Exercise description:
Which lines in the items below contain the word "guardrail"? Pick out each of those lines and copy it in full.

* * * * * * *

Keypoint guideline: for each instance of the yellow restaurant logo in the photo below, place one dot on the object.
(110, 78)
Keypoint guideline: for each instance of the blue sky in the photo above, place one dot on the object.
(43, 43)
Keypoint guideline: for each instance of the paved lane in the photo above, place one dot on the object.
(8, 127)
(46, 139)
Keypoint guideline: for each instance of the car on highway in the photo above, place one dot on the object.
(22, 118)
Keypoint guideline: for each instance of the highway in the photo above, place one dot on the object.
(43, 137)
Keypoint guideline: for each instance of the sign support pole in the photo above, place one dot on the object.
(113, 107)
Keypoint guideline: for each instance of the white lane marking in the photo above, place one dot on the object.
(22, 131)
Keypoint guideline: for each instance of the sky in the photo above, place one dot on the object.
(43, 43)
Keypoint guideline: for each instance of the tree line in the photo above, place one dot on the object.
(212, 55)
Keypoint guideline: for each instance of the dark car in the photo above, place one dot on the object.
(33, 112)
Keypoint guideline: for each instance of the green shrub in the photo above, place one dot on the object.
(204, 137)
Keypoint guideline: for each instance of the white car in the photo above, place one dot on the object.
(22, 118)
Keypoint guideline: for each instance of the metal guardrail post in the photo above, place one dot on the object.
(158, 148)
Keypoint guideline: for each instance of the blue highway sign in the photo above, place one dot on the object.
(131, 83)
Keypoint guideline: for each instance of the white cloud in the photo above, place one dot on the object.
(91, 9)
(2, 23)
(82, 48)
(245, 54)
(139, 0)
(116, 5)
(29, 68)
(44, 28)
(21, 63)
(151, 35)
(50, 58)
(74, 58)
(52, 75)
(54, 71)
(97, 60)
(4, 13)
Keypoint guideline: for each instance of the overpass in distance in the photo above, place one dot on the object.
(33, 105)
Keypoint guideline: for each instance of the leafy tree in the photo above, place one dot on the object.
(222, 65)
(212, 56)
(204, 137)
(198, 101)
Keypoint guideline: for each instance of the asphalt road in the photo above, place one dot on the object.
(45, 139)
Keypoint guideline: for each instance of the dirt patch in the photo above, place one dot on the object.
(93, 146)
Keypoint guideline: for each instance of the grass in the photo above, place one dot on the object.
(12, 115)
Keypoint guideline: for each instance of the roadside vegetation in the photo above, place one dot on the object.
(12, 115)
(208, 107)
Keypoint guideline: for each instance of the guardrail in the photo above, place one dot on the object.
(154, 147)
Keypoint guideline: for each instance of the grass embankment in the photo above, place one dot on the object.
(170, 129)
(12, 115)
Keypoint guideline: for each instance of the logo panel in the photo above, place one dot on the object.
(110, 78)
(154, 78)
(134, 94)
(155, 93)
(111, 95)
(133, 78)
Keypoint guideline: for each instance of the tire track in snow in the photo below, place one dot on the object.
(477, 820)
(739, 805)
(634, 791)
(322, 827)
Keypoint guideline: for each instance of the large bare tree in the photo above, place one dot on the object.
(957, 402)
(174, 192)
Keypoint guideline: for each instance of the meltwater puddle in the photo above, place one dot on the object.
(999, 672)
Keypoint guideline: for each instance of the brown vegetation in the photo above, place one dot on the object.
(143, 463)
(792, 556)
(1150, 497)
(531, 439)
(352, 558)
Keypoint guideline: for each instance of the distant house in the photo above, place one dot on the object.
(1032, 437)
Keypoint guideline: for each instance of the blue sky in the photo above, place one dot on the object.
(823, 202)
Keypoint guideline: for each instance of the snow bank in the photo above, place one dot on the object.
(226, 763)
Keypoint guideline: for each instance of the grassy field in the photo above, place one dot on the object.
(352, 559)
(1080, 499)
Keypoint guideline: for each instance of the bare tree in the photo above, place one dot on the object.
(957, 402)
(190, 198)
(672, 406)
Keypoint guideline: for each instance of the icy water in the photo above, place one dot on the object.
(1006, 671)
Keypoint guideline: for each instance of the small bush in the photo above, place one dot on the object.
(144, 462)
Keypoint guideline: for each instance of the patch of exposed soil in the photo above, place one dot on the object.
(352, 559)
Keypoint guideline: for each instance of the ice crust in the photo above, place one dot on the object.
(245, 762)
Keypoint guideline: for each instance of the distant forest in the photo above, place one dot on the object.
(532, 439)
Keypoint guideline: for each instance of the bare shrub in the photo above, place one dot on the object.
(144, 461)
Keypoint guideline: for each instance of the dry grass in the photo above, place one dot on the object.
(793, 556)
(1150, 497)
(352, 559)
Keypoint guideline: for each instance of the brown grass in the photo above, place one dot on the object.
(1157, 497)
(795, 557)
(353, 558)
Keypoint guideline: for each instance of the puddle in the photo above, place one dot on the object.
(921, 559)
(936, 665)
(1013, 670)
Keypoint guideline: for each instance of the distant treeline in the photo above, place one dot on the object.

* * * * * * *

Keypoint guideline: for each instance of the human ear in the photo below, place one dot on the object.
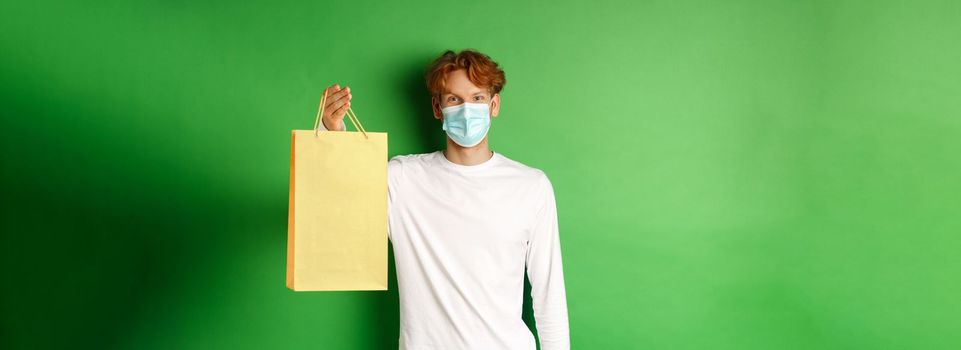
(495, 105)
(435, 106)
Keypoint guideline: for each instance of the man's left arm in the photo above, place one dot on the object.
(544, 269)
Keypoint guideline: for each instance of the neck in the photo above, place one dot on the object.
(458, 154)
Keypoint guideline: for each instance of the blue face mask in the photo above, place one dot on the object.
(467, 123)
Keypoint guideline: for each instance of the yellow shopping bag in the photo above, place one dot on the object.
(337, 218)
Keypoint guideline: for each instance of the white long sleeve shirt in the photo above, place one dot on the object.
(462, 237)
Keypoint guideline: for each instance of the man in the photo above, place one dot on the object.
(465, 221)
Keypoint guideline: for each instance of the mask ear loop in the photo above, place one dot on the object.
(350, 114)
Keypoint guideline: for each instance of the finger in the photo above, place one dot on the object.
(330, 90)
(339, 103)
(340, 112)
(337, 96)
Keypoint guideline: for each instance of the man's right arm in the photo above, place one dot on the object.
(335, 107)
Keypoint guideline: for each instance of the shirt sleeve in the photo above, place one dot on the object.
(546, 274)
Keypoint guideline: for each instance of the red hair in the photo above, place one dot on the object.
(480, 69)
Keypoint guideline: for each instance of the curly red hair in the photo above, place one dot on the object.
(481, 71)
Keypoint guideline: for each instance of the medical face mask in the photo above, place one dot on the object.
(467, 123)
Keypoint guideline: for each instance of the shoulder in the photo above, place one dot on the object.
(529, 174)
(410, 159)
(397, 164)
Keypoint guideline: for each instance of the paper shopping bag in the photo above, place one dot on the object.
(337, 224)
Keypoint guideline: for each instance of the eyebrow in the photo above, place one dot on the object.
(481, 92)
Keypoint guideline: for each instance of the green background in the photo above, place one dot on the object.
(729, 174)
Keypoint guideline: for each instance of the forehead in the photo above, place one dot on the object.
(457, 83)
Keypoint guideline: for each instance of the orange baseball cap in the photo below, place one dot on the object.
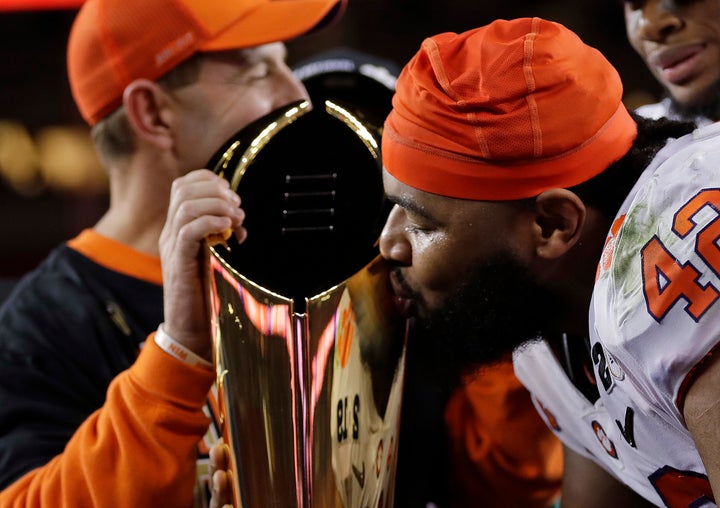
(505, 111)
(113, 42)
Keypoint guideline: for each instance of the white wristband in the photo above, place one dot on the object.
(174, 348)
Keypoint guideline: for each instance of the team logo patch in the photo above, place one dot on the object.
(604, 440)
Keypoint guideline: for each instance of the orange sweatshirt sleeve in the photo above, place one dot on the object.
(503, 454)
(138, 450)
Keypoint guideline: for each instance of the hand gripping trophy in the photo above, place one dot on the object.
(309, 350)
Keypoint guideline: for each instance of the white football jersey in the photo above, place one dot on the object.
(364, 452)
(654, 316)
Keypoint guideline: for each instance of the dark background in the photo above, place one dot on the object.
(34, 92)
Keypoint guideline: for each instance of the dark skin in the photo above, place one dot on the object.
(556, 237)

* * * * * * *

Result of this task:
Keypoint guideline: for each instance of the metal guardrail post in the photo above, place one dot on the object.
Keypoint guideline: for each instance of the guardrail in the photo above, place one dot on the object.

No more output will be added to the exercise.